■ Input rows

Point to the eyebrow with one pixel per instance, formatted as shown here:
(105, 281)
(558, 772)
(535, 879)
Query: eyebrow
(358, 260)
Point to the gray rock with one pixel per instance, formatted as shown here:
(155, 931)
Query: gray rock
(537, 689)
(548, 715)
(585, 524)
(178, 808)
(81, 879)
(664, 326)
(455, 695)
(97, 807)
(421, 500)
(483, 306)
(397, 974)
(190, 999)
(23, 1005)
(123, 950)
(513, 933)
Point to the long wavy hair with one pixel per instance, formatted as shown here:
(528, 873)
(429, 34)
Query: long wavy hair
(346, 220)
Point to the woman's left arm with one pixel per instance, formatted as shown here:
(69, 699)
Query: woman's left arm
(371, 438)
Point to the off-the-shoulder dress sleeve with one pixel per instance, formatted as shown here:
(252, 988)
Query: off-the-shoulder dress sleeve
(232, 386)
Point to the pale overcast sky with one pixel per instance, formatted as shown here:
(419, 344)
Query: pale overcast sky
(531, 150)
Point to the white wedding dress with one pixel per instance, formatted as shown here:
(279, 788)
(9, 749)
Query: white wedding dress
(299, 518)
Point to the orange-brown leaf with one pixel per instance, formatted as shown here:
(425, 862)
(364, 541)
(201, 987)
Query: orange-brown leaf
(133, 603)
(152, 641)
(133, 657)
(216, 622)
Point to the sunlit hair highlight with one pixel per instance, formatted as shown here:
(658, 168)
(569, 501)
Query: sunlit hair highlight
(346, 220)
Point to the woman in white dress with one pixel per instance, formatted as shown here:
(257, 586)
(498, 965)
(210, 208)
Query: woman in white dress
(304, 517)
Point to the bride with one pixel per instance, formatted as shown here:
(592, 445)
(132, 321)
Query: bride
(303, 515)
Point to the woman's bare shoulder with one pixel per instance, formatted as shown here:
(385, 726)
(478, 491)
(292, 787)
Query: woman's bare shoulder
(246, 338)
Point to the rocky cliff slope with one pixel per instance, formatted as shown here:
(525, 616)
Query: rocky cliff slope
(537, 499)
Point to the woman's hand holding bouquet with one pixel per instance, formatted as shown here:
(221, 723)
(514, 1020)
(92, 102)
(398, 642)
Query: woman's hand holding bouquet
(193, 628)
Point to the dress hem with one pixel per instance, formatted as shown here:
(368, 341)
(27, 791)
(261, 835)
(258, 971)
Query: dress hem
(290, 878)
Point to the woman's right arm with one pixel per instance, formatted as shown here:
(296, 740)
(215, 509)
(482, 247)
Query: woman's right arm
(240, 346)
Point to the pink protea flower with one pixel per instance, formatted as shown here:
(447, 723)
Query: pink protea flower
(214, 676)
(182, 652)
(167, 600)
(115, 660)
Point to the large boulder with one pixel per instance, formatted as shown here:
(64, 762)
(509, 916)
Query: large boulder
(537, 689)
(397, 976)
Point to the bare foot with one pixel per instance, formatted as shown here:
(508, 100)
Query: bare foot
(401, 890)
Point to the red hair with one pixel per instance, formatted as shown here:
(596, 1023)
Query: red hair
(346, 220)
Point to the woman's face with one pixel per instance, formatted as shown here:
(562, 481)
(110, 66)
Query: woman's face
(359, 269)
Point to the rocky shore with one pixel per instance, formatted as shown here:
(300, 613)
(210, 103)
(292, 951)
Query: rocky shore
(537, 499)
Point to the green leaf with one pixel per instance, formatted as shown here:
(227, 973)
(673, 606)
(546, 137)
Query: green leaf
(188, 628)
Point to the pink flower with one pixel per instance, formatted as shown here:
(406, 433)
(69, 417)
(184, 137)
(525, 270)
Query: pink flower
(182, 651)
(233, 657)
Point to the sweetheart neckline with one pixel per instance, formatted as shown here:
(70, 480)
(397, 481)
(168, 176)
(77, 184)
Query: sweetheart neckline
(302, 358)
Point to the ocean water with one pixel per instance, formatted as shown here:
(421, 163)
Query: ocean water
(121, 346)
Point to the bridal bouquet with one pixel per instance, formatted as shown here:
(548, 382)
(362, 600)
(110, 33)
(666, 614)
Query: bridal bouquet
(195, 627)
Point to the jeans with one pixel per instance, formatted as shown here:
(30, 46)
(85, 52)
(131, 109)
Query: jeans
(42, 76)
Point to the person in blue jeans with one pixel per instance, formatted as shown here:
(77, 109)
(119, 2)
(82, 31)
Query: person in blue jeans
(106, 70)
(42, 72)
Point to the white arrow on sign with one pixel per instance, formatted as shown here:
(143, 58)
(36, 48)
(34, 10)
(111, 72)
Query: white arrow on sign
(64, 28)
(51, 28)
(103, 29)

■ To do
Format every line of the entries above as a JSON list of strings, one string per line, with blank lines left out.

■ Reply to the exercise
[
  "Point to the eyebrow with one pixel per instance, formatted as shown here:",
  "(105, 281)",
  "(558, 772)",
  "(535, 879)",
  "Query: eyebrow",
  "(358, 260)",
  "Point to the gray rock with one pixel per instance, formatted as shown here:",
  "(155, 931)",
  "Query: gray rock",
  "(537, 689)",
  "(548, 715)",
  "(585, 524)",
  "(178, 808)",
  "(81, 879)",
  "(664, 326)",
  "(455, 695)",
  "(97, 807)",
  "(421, 500)",
  "(483, 306)",
  "(397, 974)",
  "(190, 999)",
  "(23, 1005)",
  "(123, 950)",
  "(513, 933)",
  "Point to the long wavy hair with one pixel per instance, formatted as shown here:",
  "(528, 873)",
  "(429, 34)",
  "Query: long wavy hair",
  "(346, 220)",
  "Point to the woman's left arm with one pixel per instance, formatted as shown here:",
  "(69, 699)",
  "Query: woman's left arm",
  "(371, 438)",
  "Point to the off-the-shoulder dress sleeve with one pixel per instance, formatted as shown here:",
  "(252, 988)",
  "Query: off-the-shoulder dress sleeve",
  "(232, 386)",
  "Point to the pale overcast sky with one pixel per instance, formatted as shown here:",
  "(419, 344)",
  "Query: pale overcast sky",
  "(531, 150)",
  "Point to the white wedding dress with one pixel per instance, formatted as shown here:",
  "(279, 788)",
  "(9, 749)",
  "Query: white wedding dress",
  "(299, 518)",
  "Point to the orange-brown leaf with one pixel per instance, formatted as shown here:",
  "(425, 862)",
  "(364, 541)",
  "(201, 987)",
  "Query: orange-brown leaf",
  "(133, 603)",
  "(152, 641)",
  "(133, 657)",
  "(216, 622)",
  "Point to the sunlit hair highlight with one pixel per instance, formatted as shown here:",
  "(658, 168)",
  "(569, 501)",
  "Query: sunlit hair highlight",
  "(346, 220)",
  "Point to the woman in white dress with one pixel per instance, formatted as shown here:",
  "(257, 586)",
  "(498, 965)",
  "(210, 208)",
  "Query: woman in white dress",
  "(304, 517)",
  "Point to the bride with one pixel per instance, formatted as shown here:",
  "(592, 445)",
  "(132, 321)",
  "Query: bride",
  "(303, 515)",
  "Point to the woman's bare shoulder with one pixel per instance, formatted as shown here:",
  "(385, 726)",
  "(478, 491)",
  "(292, 787)",
  "Query: woman's bare shoulder",
  "(246, 338)",
  "Point to the rocky cliff slope with one pixel per instance, formatted as shown here:",
  "(525, 616)",
  "Query: rocky cliff slope",
  "(537, 499)",
  "Point to the woman's hand holding bouquet with one pixel per instance, formatted as shown here:",
  "(221, 723)",
  "(514, 1020)",
  "(92, 102)",
  "(398, 642)",
  "Query: woman's hand holding bouquet",
  "(193, 628)",
  "Point to the dress hem with one pixel per instance, formatted as shown here:",
  "(368, 341)",
  "(27, 791)",
  "(261, 835)",
  "(258, 971)",
  "Query: dress hem",
  "(290, 878)",
  "Point to the woman's right arm with one pixel per instance, formatted as shown here:",
  "(296, 740)",
  "(215, 509)",
  "(482, 247)",
  "Query: woman's right arm",
  "(240, 346)",
  "Point to the pink protea flower with one pixel per instance, formatted as shown here:",
  "(447, 723)",
  "Query: pink protea flower",
  "(214, 676)",
  "(182, 652)",
  "(167, 600)",
  "(115, 660)",
  "Point to the large boulder with one pixel per instance, formatted as shown here:",
  "(64, 762)",
  "(509, 916)",
  "Query: large boulder",
  "(537, 689)",
  "(397, 976)",
  "Point to the bare foot with one pixel per instance, formatted as shown here:",
  "(508, 100)",
  "Query: bare foot",
  "(401, 890)",
  "Point to the red hair with one pixel per instance, formatted as shown here:",
  "(596, 1023)",
  "Query: red hair",
  "(346, 220)",
  "Point to the woman's face with one pixel per instance, formatted as shown here:",
  "(562, 481)",
  "(110, 66)",
  "Query: woman's face",
  "(359, 269)",
  "Point to the rocky shore with one pixel per instance, formatted as shown here:",
  "(300, 613)",
  "(210, 103)",
  "(292, 951)",
  "Query: rocky shore",
  "(537, 499)",
  "Point to the green leaf with one pixel per instance, formatted as shown here:",
  "(227, 973)",
  "(673, 606)",
  "(546, 137)",
  "Query: green leaf",
  "(188, 628)",
  "Point to the pink flower with one pixel per instance, formatted as shown here:",
  "(406, 433)",
  "(69, 417)",
  "(184, 137)",
  "(525, 270)",
  "Query: pink flower",
  "(182, 651)",
  "(233, 657)",
  "Point to the sweetheart neckline with one pixel per instance, formatted as shown here:",
  "(70, 480)",
  "(397, 481)",
  "(168, 176)",
  "(77, 184)",
  "Query: sweetheart neckline",
  "(302, 358)",
  "Point to the ocean water with one pixel per instance, formatted as shown here:",
  "(421, 163)",
  "Query: ocean water",
  "(121, 346)",
  "Point to the bridal bouquet with one pixel per instance, formatted as shown here:",
  "(548, 382)",
  "(362, 600)",
  "(110, 33)",
  "(666, 614)",
  "Query: bridal bouquet",
  "(195, 627)",
  "Point to the jeans with one pixel per instance, formatted as shown here:",
  "(30, 46)",
  "(85, 52)",
  "(131, 109)",
  "Query: jeans",
  "(42, 76)",
  "Point to the person in blue jeans with one pixel per instance, formatted as shown here:",
  "(77, 109)",
  "(119, 2)",
  "(82, 31)",
  "Query: person in blue jeans",
  "(106, 70)",
  "(42, 72)",
  "Point to the white arrow on sign with one pixel per instance, formatted as shown here:",
  "(143, 58)",
  "(36, 48)",
  "(34, 10)",
  "(111, 72)",
  "Query: white arrow on sign",
  "(64, 28)",
  "(51, 28)",
  "(103, 29)"
]